--- Goal of the exercise ---
Reproduce the passage of the Sarmento Rodrigues text that begins with the words containing "Portuguese colonial governor" and ends with "course in 1921.", changing "secondary school" to "high school".
··· Text under study ···
Governor General of Portuguese Mozambique
- In office 1961–1964

Ministry of the Colonies/Governor General of Salazar
- In office 1950–1961

Governor of Portuguese Guinea
- In office 1946–1949

= Sarmento Rodrigues =

Portuguese colonial governor

Manuel Maria Sarmento Rodrigues (15 June 1899 – 1 August 1979) was a naval officer, colonist and professor. He was born in 1899 in Freixo de Espada à Cinta, Portugal. He attended a secondary school in Bragança and attended the University of Coimbra. He entered the Naval School and concluded the marine course in 1921.

As a junior officer, he embarked in the República on board which he was accompanied by Gago Coutinho and Sacadura Cabral through the South Atlantic and in the Lis, he was the aide-de-camp of the Governor-General of Portuguese India and on board the transport Pero de Alenquer. He gave assistance to the victims of the 1926 Horta earthquake. He travelled extensively to the Portuguese colonies of the Far East and Africa.
··· Available data ···
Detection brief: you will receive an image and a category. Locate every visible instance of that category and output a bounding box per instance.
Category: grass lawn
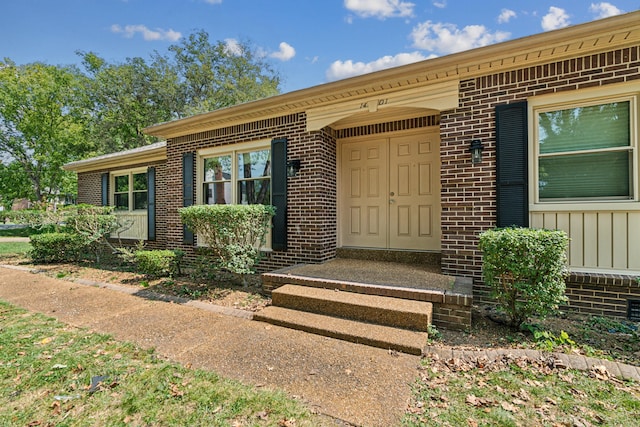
···
--- Output below ---
Portuguese colonial governor

Manuel Maria Sarmento Rodrigues (15 June 1899 – 1 August 1979) was a naval officer, colonist and professor. He was born in 1899 in Freixo de Espada à Cinta, Portugal. He attended a high school in Bragança and attended the University of Coimbra. He entered the Naval School and concluded the marine course in 1921.